* **Estratto fornito**:
-------------------------

Dunque, come tutti sapete, e come tutti i giornali e siti di notizie hanno ricordato, e’ appena passato l’11 Settembre 2010, nono anniversario dall’attacco terroristico alle Torri Gemelle.
Premetto che non voglio stare qui a dilungarmi su cosa sia successo, su quanto terribile sia stato, su come ho vissuto quel lontano 9.11.2001 (anche perche’ l’abbiamo gia’ detto su Facebook :)). Vorrei invece soffermarmi su altri tre aspetti che per me personalmente girano intorno all’evento dell’11 Settembre, e descrivere un poco come ho vissuto questo appena passato.

-------------------------

* **Dati forniti**:
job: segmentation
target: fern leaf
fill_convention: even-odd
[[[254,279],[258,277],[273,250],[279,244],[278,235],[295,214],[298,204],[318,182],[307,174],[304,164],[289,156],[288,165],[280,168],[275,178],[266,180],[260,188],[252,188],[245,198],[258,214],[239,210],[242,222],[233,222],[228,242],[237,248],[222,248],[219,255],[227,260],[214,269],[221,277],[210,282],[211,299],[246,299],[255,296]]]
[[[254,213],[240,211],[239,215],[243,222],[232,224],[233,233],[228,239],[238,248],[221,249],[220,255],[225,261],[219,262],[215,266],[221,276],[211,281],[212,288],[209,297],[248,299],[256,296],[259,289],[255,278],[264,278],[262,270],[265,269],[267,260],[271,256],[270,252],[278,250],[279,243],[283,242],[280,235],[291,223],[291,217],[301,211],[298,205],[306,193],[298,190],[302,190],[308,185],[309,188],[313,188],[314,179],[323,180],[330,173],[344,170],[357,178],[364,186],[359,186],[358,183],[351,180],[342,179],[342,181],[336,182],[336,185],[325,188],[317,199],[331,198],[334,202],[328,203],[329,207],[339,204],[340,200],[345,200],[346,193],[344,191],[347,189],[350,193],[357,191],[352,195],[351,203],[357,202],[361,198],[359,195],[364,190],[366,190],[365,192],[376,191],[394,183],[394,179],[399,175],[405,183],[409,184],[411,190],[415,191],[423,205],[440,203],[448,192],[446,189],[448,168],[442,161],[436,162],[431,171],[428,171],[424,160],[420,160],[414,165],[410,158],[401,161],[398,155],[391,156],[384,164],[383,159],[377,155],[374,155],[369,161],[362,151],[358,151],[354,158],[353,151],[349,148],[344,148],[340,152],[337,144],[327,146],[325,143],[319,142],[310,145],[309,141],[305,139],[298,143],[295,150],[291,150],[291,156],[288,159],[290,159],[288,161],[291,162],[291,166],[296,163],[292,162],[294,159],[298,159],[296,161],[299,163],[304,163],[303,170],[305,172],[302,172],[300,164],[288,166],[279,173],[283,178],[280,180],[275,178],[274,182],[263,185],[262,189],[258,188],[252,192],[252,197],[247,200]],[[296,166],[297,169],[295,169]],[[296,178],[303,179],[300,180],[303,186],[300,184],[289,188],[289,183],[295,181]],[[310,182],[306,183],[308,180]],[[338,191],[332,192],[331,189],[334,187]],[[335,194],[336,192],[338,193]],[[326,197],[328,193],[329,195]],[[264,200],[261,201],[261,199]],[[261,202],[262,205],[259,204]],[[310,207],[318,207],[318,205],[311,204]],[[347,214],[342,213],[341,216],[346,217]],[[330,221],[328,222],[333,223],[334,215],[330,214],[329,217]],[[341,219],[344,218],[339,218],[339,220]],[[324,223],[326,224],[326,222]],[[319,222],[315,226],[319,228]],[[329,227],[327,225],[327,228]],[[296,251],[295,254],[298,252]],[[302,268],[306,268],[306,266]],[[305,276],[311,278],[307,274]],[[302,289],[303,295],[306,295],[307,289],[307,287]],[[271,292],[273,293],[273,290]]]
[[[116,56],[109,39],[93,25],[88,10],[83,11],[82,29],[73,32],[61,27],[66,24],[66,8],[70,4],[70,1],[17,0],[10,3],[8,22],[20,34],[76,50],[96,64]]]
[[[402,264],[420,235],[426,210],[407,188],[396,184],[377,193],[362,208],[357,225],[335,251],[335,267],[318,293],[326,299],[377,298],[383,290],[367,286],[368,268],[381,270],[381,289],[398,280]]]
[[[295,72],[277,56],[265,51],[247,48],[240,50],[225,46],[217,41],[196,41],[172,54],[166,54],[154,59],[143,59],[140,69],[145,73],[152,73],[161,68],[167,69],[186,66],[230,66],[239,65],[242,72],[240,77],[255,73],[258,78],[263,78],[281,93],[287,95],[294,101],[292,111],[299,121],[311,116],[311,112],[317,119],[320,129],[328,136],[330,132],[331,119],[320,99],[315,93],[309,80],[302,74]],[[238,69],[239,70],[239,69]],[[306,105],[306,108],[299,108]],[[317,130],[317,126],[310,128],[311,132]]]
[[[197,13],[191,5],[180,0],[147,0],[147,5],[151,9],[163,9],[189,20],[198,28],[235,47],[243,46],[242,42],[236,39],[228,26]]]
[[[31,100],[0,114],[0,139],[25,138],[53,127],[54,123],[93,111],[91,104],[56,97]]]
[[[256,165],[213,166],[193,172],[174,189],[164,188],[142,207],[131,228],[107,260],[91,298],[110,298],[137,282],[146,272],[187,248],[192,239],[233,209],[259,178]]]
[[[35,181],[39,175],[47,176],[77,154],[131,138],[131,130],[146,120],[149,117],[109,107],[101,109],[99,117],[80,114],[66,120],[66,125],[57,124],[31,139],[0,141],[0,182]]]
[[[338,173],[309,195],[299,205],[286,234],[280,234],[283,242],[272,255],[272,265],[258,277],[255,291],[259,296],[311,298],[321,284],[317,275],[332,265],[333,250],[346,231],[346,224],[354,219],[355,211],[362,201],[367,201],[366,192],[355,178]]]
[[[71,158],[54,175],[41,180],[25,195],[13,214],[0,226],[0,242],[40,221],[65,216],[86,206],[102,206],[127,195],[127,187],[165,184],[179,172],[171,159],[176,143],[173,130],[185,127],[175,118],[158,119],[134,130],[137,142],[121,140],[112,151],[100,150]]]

-------------------------

* **Obiettivo 1**: Nel brano sull'anniversario dell'11 settembre, perché chi scrive rinuncia a dilungarsi su come ha vissuto quel giorno del 2001? Rispondi in una o due frasi.
* **Obiettivo 2**: Secondo il brano sull'anniversario dell'11 settembre, le affermazioni seguenti sono vere? (a) L'11 settembre 2010 è appena passato. (b) Si tratta del decimo anniversario dell'attacco alle Torri Gemelle. (c) Chi scrive intende soffermarsi su quattro aspetti. Per ciascuna rispondi sì o no e cita le parole decisive del brano.
* **Obiettivo 3**: Scrivi il seguito del brano sull'anniversario dell'11 settembre, partendo dopo la sua ultima frase.

* **Risposta scritta 1**: Chi scrive non vuole soffermarsi su cosa sia successo né su come l'ha vissuto, anche perché ne è già stato parlato su Facebook. Preferisce concentrarsi su altri tre aspetti legati all'evento e sull'anniversario appena passato.

* **Risposta scritta 2**:
(a) Sì: "e’ appena passato l’11 Settembre 2010".
(b) No: "nono anniversario dall’attacco terroristico alle Torri Gemelle".
(c) No: "Vorrei invece soffermarmi su altri tre aspetti".

* **Risposta scritta 3**:
Il primo aspetto che mi ha colpito moltissimo e’ che questo e’ il mio quarto 11 Settembre a New York. Ed e’ anche l’unico in cui ho finalmente deciso di “guardare in faccia alla realta’” e scendere fino a Ground Zero (dove tra parentesi non vado mai, ma proprio mai, a meno che ci siano ospiti in visita.) E infatti, questo e’ stato il primo 11 Settembre a New York con un amico in visita dall’Italia, che ha da subito mostrato il suo desiderio di andare a vedere la ferita aperta proprio nel giorno in cui era stata inflitta. Dapprima riluttante, ho poi pensato: “Perche’ no?” In fondo, tutti gli italiani che conosco direttamente o indirettamente non fanno altro che chiedermi come sia l’atmosfera qui a New York nell’anniversario della tragedia e, dato che negli scorsi tre anni ho sempre risposto: “Mah, sinceramente e’ un giorno come gli altri”, quest’anno ero pronta a dare una risposta diversa (anche perche’ cadeva di sabato, il che mi permetteva di andare fisicamente a vedere le celebrazioni).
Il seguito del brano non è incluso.